* [Task requirements]: Return, word for word, only the lines of the data below that lie between the line with "Target: row of felled trees" and the line with "Target: dead tree", those two lines included.

Items from a data source
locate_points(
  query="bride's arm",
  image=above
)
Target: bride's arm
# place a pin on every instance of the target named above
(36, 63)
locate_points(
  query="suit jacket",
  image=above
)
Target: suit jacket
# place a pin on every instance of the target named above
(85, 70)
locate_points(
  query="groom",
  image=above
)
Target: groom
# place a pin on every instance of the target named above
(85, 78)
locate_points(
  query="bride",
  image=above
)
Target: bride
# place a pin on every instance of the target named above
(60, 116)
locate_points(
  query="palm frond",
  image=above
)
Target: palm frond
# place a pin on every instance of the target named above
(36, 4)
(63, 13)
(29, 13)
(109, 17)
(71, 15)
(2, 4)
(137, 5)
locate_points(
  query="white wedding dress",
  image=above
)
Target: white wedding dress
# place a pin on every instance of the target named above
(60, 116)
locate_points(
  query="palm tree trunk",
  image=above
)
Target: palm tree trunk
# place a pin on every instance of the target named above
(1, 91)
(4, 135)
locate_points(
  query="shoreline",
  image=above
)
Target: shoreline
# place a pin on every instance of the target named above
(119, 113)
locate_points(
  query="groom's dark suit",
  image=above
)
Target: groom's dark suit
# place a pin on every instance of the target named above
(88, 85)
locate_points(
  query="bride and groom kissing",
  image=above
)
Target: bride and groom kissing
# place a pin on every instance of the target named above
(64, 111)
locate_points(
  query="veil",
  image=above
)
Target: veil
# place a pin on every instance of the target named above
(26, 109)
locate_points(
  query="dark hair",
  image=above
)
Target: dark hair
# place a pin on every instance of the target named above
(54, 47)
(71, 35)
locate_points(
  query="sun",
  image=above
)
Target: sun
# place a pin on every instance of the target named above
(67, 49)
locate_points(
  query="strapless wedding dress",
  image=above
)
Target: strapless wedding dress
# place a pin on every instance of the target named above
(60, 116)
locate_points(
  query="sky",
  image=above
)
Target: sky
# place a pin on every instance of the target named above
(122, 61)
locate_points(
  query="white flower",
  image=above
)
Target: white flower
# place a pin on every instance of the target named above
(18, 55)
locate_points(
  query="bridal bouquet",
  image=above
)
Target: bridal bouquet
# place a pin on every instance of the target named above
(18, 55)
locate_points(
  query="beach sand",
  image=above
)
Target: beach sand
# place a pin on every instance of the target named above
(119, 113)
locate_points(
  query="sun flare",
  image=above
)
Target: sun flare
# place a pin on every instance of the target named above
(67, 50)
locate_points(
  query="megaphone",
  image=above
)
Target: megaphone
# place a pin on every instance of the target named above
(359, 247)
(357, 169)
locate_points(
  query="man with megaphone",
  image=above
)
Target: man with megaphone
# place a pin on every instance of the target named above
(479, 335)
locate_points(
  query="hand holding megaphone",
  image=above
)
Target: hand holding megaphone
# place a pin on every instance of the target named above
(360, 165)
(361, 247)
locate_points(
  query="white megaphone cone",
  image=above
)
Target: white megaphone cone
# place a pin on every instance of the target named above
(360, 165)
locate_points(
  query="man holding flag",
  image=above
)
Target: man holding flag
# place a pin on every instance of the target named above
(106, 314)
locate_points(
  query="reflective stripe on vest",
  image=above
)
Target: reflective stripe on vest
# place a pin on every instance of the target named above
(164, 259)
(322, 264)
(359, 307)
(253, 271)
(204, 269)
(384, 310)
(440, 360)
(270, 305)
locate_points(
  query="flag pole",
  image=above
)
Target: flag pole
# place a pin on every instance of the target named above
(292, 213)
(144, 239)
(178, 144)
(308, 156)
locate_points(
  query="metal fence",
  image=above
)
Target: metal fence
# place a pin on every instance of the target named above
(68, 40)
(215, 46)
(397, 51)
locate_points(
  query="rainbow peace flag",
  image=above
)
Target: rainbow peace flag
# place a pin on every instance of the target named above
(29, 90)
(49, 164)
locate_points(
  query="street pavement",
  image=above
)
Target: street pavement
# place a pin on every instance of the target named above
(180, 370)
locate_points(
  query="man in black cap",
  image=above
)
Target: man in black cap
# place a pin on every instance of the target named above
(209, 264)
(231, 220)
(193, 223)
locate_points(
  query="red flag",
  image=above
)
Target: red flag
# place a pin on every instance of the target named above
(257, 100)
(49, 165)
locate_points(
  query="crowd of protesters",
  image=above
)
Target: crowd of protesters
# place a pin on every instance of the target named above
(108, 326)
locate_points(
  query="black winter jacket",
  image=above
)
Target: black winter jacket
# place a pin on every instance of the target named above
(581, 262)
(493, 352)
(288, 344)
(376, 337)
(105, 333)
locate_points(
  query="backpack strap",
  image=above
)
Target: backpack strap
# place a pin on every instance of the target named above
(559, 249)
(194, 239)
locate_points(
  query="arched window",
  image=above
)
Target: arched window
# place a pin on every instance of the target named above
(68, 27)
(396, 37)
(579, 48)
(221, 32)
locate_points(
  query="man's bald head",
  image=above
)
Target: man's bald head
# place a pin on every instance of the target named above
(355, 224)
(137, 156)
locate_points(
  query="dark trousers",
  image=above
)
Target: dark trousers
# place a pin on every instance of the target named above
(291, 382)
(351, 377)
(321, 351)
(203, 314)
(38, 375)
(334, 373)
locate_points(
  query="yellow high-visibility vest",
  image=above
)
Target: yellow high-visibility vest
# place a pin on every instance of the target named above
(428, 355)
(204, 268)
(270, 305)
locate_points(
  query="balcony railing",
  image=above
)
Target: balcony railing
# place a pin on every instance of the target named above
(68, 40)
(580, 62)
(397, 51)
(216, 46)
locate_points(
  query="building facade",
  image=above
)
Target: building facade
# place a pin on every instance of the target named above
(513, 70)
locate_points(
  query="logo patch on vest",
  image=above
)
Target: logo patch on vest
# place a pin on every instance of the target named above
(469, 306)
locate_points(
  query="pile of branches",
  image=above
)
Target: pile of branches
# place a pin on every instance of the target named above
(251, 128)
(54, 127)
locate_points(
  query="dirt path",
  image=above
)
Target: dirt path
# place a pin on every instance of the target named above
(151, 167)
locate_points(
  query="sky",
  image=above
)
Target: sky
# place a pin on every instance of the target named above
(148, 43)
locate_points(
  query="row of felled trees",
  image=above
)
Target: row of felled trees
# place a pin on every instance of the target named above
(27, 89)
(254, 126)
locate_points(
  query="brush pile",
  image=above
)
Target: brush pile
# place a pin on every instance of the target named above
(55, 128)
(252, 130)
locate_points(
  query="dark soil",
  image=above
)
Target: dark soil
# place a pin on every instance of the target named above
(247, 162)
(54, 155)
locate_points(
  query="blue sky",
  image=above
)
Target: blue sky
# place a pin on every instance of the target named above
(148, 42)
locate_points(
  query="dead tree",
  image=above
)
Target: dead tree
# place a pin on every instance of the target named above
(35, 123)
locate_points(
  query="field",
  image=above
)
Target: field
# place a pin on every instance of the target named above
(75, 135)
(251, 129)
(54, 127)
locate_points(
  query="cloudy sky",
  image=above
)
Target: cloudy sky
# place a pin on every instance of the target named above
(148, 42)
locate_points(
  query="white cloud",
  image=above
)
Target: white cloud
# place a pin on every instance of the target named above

* [Answer for this exercise]:
Target: row of felled trees
# place a pin on every instance of the target named above
(27, 89)
(254, 126)
locate_points(
  query="brush pile",
  image=above
)
Target: brush pile
# place a pin on every instance of the target named above
(55, 128)
(252, 130)
locate_points(
  query="dark soil",
  image=above
)
Target: dark soil
# place a pin on every instance of the target named above
(247, 162)
(54, 155)
locate_points(
  query="blue sky",
  image=above
)
Target: blue sky
# place a pin on every instance of the target named above
(148, 42)
locate_points(
  query="dead tree",
  image=above
)
Target: dead tree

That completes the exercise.